- [Text excerpt]
Members of the House Oversight and Reform Committee’s Subcommittee on the Coronavirus Crisis pressed the nation’s top public health officials on whether the federal response to the illness had been adequate to contain it, and how continued spread would affect all sectors of public life, including education.

The witnesses—Anthony Fauci, the nation’s chief epidemiologist; Robert Redfield, the director of the Centers for Disease Control and Prevention; and Admiral Brett Giroir, assistant secretary of health and human services— as President Donald Trump continued to push for schools to reopen their buildings and after GOP senators proposed conditioning a majority of new federal relief aid on plans to do so. The push to reopen comes even as rates of the virus spike in some states, causing school administrators to revert to plans for remote learning.

Here’s what school leaders and educators need to know about the hearing.

Do schools need more resources to reopen?

House Minority Whip Steve Scalise, a Louisiana Republican and the ranking member of the committee, asked Redfield to elaborate on recent CDC guidance that stresses the importance of reopening school buildings.

Redfield said it’s not an issue of “public health vs. the economy.” There are public health considerations on both sides, he said, stressing the ways schools address concerns about student’s mental health, reporting child abuse, and preventing suicide.

Important context: Redfield recently told reporters that schools in “hotspots,” local areas where at least 5 percent of COVID-19 tests come back positive, may have to delay or modify reopening plans. Dozens of states have testing positivity rates above that threshold, but Redfield has stressed looking at more “granular” local data in making decisions.

- [Extracted data]
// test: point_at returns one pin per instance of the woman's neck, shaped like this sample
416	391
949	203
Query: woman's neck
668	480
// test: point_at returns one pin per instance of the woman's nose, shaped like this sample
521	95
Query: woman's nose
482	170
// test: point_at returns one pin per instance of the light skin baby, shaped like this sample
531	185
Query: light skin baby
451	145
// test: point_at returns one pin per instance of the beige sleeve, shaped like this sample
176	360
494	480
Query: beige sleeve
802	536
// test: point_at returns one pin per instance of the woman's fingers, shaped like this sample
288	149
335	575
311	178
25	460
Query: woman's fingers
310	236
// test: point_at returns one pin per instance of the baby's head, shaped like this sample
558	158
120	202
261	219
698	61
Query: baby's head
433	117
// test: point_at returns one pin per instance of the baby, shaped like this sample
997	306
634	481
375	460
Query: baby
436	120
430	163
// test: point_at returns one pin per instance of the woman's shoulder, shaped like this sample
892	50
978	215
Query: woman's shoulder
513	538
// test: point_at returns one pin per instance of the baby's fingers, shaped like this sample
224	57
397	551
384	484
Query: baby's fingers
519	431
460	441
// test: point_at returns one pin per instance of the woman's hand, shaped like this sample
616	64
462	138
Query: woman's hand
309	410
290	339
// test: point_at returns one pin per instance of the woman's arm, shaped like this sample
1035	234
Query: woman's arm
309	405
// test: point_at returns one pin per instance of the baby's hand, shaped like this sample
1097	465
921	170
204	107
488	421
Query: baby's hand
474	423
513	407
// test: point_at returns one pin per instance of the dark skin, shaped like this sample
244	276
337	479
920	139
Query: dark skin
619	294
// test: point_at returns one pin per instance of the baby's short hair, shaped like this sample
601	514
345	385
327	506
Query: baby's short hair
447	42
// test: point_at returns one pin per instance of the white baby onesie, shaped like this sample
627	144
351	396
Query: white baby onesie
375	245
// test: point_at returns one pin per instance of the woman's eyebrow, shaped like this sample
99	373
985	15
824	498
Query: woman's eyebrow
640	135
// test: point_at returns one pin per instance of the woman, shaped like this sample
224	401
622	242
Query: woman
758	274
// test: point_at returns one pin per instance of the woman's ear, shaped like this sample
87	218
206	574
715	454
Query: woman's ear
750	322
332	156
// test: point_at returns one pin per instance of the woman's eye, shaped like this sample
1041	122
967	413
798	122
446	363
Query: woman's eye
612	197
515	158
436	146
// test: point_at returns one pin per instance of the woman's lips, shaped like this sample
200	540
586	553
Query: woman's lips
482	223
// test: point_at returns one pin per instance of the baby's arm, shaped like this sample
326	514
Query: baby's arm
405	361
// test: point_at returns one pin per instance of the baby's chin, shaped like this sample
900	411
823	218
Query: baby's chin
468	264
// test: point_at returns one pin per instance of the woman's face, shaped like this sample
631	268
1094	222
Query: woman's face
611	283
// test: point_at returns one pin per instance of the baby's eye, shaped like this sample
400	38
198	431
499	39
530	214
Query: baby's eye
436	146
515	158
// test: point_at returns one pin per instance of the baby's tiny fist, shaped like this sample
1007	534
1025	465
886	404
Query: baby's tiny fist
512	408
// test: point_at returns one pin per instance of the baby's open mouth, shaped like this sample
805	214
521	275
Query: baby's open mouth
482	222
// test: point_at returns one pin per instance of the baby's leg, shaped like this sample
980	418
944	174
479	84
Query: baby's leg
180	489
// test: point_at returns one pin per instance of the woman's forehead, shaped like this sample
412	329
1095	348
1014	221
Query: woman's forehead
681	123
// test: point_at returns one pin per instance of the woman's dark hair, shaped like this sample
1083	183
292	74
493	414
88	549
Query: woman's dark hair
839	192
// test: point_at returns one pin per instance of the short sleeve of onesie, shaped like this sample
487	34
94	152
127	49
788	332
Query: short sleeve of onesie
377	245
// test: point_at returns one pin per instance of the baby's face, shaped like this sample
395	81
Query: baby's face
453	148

- [Your tasks]
a - In the text about the congressional hearing, what share of positive COVID-19 tests marks a local area as a "hotspot"?
b - Carry the text about the congressional hearing forward from its last sentence.
The lines have no connection to the text about the congressional hearing.

- [Answers for the tasks]
a - At least 5 percent of COVID-19 tests coming back positive.

b -
Education groups, teachers’ unions, and advocacy organizations have pressured Congress for additional relief funding targeted at schools, saying state and local budget cuts may force them to cut programs even as they take on additional expenses related to virus prevention.

Scalise questioned if additional money was really necessary. He cited a recent federal watchdog report that found a very small portion of the education money allotted through the first relief bill, the CARES Act, had been spent.

“Any local school system that wants to claim they don’t have the ability to do that, go straight to your governor. ...If you run out, give us a call, but right now there is money in your state’s account to buy masks, sanitizers, to safely reopen,” he said.

We explored why CARES Act funds are moving through the system relatively slowly in a few weeks ago. What we heard:

  • Districts have until September 2021 to spend that money, and many are still submitting plans of how they will do so. Districts may also be spending their own funds now with the intent to seek reimbursement from CARES dollars later.
  • Districts don’t want to draw down all of their CARES money until they are certain about whether they will receive additional federal aid.
  • Districts have waited to see if their states will direct them to follow a controversial rule by U.S. Secretary of Education Betsy DeVos that directs a portion of that aid to private school students.

In response to Scalise, Rep. Maxine Waters, D-Calif., said schools need “more than supplies” to keep students safe, noting that some lack the physical space to follow CDC guidelines on social distancing.

Are testing lags too long?

A key questions for school administrators contemplating reopening: Do children contract and spread the virus as quickly as adults?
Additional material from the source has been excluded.